> 给定文段
========================================

最近工作中遇到了这样的一个场景,需要处理一个无限极分类的问题,对于数据结构的定义首先想到了,map,map[int]map[int]struct。通过两层map的定义归类parent_id和id的关系,然后有个递归进行数据的绑定处理。想想就开心,map确实好用,虽然不是并发安全,但是在查询速度和检查值存在方面确实有优势,然后就开心的写了起来,但是想起来map的输出是无序的。然后就想办法去处理数据的输出。刚开始,思路错了,老想着在数据的绑定层,就处理好,数据的顺序,于是就想着用切片map,map切片。。。来处理,越想越复杂,数据结构越想越复杂。忽然想到,为什么不把map的key排序,然后就行输出呢,问题一下子解决了。
// buildData 数据的资源组装
func (myL *BusinessRelationLogic) buildData(list []models.BusinessRelationOther) map[int]map[int]models.BusinessRelationOther {
var data map[int]map[int]models.BusinessRelationOther = make(map[int]map[int]models.BusinessRelationOther)
for _, v := range list {
id := v.Id
fid := v.ParentId
if _, ok := data[fid]; !ok {
data[fid] = make(map[int]models.BusinessRelationOther)
}
data[fid][int(id)] = v
}
return data
}
// makeTreeCore 图形化
func (myL *BusinessRelationLogic) makeTreeCore(index int, data map[int]map[int]models.BusinessRelationOther) []models.BusinessRelationOther {
tmp := make([]models.BusinessRelationOther, 0)
var keys []int
for k, _ := range data[index] {
keys = append(keys, k)
}
sort.Ints(keys) //排序切片key
res := models.BusinessRelationOther{}
for _, id := range keys {
utils.ChangeStruct2OtherStruct(data[index][id], &res)
if data[id] != nil {
res.List = myL.makeTreeCore(id, data)
}
tmp = append(tmp, res)
}
return tmp
}
问题解决
package main
import (
"fmt"
"sort"
)
func main() {
a:= map[string]string{"1":"a","2":"b","3":"c","4":"d"}
var keys [] string
for k := range a{
keys = append(keys, k)
}
sort.Strings(keys)//排序切片key
fmt.Println(keys,len(keys))
for _,val := range keys{ //循环key取值
fmt.Println(a[val])
}
}

========================================

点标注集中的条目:

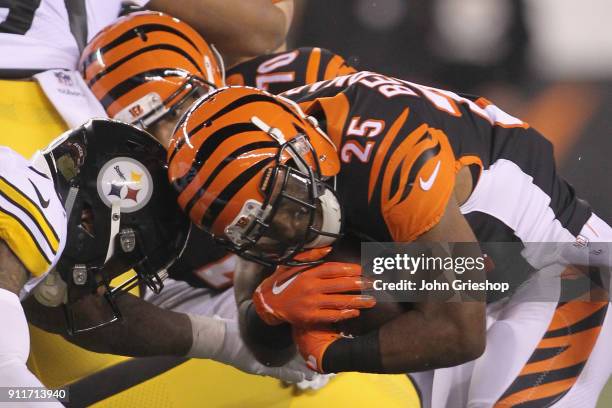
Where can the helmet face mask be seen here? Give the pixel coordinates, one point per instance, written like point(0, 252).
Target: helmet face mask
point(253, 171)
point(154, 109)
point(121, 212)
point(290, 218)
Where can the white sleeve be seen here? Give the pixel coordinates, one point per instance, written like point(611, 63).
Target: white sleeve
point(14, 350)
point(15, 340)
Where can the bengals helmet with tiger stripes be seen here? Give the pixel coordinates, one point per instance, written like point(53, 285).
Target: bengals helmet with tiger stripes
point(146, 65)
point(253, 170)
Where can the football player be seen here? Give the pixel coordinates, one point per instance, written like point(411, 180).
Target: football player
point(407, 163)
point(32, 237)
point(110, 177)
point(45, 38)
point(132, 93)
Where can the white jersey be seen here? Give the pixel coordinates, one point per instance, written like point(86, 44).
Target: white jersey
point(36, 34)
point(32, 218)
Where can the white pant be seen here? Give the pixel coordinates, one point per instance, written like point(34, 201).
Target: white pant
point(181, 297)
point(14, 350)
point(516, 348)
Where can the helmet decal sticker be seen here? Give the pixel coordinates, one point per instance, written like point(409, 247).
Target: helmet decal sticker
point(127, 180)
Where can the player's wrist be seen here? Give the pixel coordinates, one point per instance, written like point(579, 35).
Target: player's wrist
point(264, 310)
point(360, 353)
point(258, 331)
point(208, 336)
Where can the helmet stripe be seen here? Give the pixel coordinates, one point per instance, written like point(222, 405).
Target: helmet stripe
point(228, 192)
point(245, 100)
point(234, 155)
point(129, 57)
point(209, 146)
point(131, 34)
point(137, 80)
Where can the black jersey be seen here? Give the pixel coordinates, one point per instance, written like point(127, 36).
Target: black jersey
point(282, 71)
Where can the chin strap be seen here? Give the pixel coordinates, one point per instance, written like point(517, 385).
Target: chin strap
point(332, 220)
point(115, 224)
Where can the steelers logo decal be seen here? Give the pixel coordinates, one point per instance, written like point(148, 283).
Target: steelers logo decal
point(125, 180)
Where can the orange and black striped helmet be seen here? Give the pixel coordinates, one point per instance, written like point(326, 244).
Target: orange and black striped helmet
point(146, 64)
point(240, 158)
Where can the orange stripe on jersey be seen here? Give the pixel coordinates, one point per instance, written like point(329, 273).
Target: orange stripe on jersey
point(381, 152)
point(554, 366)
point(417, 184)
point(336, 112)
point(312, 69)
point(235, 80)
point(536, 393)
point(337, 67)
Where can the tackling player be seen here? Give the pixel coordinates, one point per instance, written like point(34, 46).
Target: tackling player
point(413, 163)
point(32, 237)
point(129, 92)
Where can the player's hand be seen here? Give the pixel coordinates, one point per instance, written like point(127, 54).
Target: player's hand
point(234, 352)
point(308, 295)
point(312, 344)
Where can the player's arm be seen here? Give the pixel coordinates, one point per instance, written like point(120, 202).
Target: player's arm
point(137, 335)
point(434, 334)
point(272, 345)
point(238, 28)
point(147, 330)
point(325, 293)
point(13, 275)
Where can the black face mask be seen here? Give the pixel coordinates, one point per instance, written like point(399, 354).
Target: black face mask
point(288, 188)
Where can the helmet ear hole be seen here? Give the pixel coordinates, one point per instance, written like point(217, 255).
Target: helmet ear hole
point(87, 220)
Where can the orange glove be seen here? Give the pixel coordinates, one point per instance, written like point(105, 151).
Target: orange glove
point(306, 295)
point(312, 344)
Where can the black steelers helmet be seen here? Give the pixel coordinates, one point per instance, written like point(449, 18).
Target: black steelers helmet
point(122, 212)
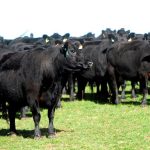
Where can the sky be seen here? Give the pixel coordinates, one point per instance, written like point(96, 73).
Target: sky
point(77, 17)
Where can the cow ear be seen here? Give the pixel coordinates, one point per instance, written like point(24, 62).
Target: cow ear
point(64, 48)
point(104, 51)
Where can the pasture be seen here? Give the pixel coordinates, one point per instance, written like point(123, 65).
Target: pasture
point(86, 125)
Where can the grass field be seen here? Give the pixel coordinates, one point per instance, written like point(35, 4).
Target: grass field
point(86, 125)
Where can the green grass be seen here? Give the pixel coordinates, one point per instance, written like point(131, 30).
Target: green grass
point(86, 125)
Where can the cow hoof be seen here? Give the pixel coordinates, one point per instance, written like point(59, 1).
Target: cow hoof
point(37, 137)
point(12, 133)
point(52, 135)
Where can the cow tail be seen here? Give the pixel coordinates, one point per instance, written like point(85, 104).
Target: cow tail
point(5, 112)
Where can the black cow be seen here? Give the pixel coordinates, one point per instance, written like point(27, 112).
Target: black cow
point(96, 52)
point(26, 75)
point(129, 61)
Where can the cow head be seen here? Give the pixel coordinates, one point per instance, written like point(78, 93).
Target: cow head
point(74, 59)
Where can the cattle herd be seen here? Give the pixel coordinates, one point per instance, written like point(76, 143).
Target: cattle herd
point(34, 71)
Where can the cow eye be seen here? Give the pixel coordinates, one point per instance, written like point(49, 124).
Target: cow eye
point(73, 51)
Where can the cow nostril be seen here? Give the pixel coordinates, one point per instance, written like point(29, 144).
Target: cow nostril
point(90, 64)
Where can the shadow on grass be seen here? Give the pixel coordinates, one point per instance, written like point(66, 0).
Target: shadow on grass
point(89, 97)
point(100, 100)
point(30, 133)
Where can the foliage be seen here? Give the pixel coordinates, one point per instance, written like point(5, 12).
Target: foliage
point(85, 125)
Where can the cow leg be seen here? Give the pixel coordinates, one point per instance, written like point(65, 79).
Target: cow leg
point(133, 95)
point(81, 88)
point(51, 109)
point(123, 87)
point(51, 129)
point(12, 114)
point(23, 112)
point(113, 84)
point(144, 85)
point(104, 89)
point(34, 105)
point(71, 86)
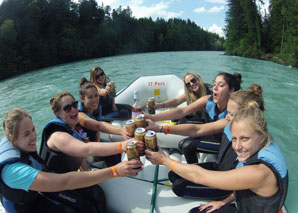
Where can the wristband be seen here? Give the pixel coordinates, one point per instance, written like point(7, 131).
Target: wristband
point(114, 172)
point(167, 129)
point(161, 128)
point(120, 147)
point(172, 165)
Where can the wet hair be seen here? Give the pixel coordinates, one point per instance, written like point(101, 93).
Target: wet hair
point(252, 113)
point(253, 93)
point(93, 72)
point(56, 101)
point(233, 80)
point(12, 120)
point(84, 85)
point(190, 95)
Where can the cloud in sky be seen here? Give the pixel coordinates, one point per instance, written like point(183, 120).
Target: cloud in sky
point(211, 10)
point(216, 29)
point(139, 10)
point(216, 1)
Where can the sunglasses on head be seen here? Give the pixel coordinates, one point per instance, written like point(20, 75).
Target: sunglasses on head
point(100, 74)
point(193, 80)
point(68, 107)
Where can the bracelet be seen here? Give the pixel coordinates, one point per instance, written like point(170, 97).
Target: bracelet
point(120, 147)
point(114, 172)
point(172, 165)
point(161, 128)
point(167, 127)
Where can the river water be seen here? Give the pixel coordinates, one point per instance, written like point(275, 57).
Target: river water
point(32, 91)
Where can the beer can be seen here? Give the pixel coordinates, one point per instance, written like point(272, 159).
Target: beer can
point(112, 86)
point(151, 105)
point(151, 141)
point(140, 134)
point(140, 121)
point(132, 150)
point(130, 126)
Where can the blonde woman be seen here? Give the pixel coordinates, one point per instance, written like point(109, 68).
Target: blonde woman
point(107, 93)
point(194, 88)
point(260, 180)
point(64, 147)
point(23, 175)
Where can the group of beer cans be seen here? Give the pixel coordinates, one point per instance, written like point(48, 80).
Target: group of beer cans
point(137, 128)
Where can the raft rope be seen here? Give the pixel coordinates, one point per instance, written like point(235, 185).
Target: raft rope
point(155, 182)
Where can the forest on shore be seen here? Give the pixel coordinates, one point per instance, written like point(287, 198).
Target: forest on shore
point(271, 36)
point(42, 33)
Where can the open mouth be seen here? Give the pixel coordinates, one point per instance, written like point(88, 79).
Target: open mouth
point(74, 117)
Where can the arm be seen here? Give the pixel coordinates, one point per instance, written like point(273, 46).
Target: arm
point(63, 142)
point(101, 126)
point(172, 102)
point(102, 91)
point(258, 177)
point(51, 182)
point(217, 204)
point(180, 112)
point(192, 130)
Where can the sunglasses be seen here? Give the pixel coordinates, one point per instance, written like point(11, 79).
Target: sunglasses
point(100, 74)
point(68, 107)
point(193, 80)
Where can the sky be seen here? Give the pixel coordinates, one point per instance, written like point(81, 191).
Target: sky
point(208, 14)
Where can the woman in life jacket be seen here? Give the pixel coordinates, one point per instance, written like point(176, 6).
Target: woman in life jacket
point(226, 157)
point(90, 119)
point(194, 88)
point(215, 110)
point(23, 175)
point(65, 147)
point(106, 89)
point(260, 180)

========================================

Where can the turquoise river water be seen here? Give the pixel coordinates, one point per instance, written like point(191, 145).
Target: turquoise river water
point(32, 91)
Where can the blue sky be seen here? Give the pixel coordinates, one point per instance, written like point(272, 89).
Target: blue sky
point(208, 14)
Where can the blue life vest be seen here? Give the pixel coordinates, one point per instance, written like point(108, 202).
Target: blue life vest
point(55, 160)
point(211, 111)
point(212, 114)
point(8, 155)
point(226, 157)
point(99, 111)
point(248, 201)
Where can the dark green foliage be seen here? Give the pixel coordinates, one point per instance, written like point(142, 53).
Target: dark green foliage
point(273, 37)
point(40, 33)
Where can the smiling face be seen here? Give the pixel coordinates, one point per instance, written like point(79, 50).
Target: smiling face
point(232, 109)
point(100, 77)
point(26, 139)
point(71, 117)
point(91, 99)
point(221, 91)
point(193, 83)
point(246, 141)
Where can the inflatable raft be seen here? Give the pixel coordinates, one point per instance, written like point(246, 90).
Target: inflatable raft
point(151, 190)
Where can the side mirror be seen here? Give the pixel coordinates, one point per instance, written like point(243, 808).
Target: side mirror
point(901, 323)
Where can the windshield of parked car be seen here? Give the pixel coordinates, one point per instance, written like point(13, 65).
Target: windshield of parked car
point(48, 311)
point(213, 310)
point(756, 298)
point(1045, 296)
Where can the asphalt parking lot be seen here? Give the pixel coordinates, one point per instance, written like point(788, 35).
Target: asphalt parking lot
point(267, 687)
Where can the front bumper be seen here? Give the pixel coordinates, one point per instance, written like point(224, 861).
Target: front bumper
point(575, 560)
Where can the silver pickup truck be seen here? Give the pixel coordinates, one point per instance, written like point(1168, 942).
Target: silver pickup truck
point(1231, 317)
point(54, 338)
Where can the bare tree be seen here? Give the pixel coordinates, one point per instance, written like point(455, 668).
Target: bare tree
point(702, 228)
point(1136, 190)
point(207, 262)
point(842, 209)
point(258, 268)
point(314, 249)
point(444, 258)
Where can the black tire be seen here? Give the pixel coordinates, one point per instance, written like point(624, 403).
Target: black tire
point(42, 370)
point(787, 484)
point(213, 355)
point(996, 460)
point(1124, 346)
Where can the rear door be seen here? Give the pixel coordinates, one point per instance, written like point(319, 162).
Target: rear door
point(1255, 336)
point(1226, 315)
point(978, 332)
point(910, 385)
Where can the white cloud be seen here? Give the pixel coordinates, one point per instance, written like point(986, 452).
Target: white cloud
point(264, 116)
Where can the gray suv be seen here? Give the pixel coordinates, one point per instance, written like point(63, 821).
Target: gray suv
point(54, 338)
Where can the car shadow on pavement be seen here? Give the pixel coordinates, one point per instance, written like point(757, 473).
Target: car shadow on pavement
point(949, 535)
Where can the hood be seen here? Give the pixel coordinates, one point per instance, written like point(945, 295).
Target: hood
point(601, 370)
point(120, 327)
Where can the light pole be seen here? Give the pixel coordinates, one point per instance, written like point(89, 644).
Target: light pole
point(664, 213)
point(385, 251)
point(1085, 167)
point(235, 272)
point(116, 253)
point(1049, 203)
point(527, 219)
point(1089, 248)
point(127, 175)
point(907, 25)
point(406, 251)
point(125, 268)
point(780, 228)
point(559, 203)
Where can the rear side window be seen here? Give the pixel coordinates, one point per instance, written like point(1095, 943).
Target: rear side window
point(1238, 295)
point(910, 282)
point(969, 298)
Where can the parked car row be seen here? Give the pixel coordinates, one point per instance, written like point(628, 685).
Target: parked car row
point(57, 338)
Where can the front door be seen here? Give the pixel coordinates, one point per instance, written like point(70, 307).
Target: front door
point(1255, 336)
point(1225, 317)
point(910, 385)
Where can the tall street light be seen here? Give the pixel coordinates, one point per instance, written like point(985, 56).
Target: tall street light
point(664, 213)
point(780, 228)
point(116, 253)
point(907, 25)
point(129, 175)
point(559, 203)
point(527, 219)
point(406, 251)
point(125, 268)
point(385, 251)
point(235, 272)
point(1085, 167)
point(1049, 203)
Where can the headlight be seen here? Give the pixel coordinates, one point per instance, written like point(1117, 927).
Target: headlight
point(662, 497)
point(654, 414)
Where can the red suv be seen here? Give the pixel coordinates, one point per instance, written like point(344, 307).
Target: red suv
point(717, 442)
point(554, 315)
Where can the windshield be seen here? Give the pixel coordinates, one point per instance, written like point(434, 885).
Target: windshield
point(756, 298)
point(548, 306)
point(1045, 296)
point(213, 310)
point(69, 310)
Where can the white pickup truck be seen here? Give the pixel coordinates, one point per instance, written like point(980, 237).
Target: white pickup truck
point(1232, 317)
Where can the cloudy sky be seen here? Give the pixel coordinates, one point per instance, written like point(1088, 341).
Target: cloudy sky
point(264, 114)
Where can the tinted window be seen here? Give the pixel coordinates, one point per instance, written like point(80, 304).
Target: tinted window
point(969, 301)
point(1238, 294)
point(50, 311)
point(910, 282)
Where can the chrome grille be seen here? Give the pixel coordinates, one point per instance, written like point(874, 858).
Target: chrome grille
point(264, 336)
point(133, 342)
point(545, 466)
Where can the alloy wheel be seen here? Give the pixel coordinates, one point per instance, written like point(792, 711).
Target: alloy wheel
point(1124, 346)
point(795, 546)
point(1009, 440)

========================================

> 任务目标
逐字复制关于 Go map 按 key 排序输出的这篇文段里，从含有“var keys []int”的词句开始、到“tmp = append(tmp, res)”为止的那一部分。

> 结果
var keys []int
for k, _ := range data[index] {
keys = append(keys, k)
}
sort.Ints(keys) //排序切片key
res := models.BusinessRelationOther{}
for _, id := range keys {
utils.ChangeStruct2OtherStruct(data[index][id], &res)
if data[id] != nil {
res.List = myL.makeTreeCore(id, data)
}
tmp = append(tmp, res)